* **DOCUMENT TEXT**:
Unable to run with Metal on M1 Mac (normal works fine) #2048

cheese-melted · 2023-06-29T11:47:30Z

Prerequisites

I am running the latest code. Development is very rapid so there are no tagged versions as of now.
I carefully followed the README.md.
I searched using keywords relevant to my issue to make sure that I am creating a new issue that is not already open (or closed).
I reviewed the Discussions, and have a new bug or useful enhancement to share.

Behavior

Able to run
$./main -m ./models/7B/ggml-model-q4_0.bin -n 128
Unable to run
$./main -m ./models/7B/ggml-model-q4_0.bin -n 128 -ngl 1

Environment and Context

$ python3 --version
Python 3.9.12

$ make --version
GNU Make 3.81
...
This program built for i386-apple-darwin11.3.0

$ g++ --version
Apple clang version 14.0.3 (clang-1403.0.22.14.1)
Target: arm64-apple-darwin22.5.0
Thread model: posix
InstalledDir: /Library/Developer/CommandLineTools/usr/bin

Failure Information (for bugs)

I notice:

examples/embd-input/embd-input-lib.cpp:217:12: warning: address of stack memory associated with local variable 'ret' returned [-Wreturn-stack-address]
    return ret.c_str();
           ^~~
1 warning generated.

during the build.

On running:
$./main -m ./models/7B/ggml-model-q4_0.bin -n 128 -ngl 1

I get (see logs below for full output):

ggml_metal_graph_compute: command buffer 0 failed with status 5
GGML_ASSERT: ggml-metal.m:975: false

Steps to Reproduce

$make clean
$LLAMA_METAL=1 METAL
$./main -m ./models/7B/ggml-model-q4_0.bin -n 128 -ngl 1

Failure Logs

$ make clean
I llama.cpp build info: 
I UNAME_S:  Darwin
I UNAME_P:  arm
I UNAME_M:  arm64
I CFLAGS:   -I.              -O3 -std=c11   -fPIC -DNDEBUG -Wall -Wextra -Wpedantic -Wcast-qual -Wdouble-promotion -Wshadow -Wstrict-prototypes -Wpointer-arith -pthread -DGGML_USE_K_QUANTS -DGGML_USE_ACCELERATE
I CXXFLAGS: -I. -I./examples -O3 -std=c++11 -fPIC -DNDEBUG -Wall -Wextra -Wpedantic -Wcast-qual -Wno-unused-function -Wno-multichar -pthread -DGGML_USE_K_QUANTS
I LDFLAGS:   -framework Accelerate
I CC:       Apple clang version 14.0.3 (clang-1403.0.22.14.1)
I CXX:      Apple clang version 14.0.3 (clang-1403.0.22.14.1)

* **WRITTEN INSTRUCTION 1**:
Answer from the bug report:
(a) Which Python version does it list?
(b) Which option is added to the command that fails to run?
(c) What file and line number appear in the GGML_ASSERT message?
The bug report and the rows come from different sources.

Stored records:
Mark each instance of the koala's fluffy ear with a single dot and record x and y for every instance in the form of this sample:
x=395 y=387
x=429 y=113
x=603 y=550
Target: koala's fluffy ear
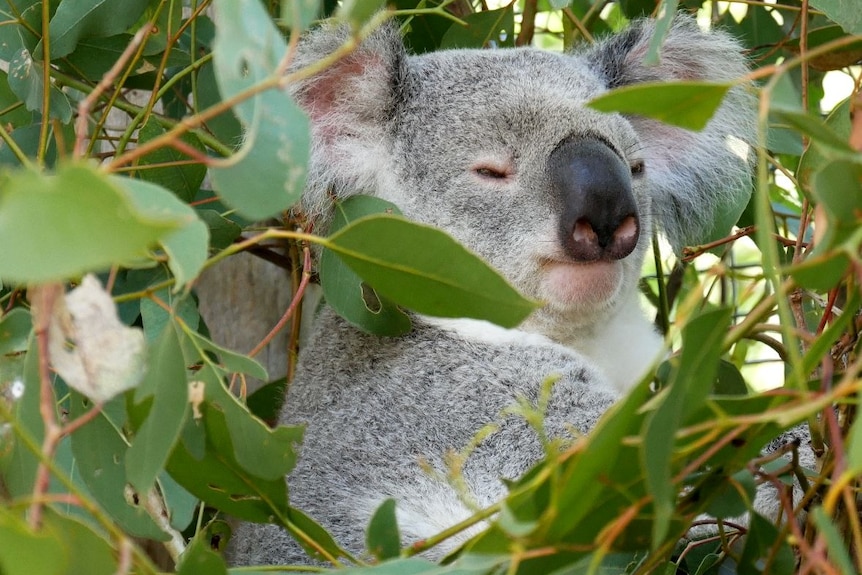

* **WRITTEN INSTRUCTION 2**:
Update all the stored rows, putting "furry" wherever "fluffy" appears and keeping everything else the same. Leave the pictures out of your answer.

* **WRITTEN RESPONSE 1**:
(a) Python 3.9.12
(b) -ngl 1
(c) ggml-metal.m, line 975

* **WRITTEN RESPONSE 2**:
Mark each instance of the koala's furry ear with a single dot and record x and y for every instance in the form of this sample:
x=395 y=387
x=429 y=113
x=603 y=550
Target: koala's furry ear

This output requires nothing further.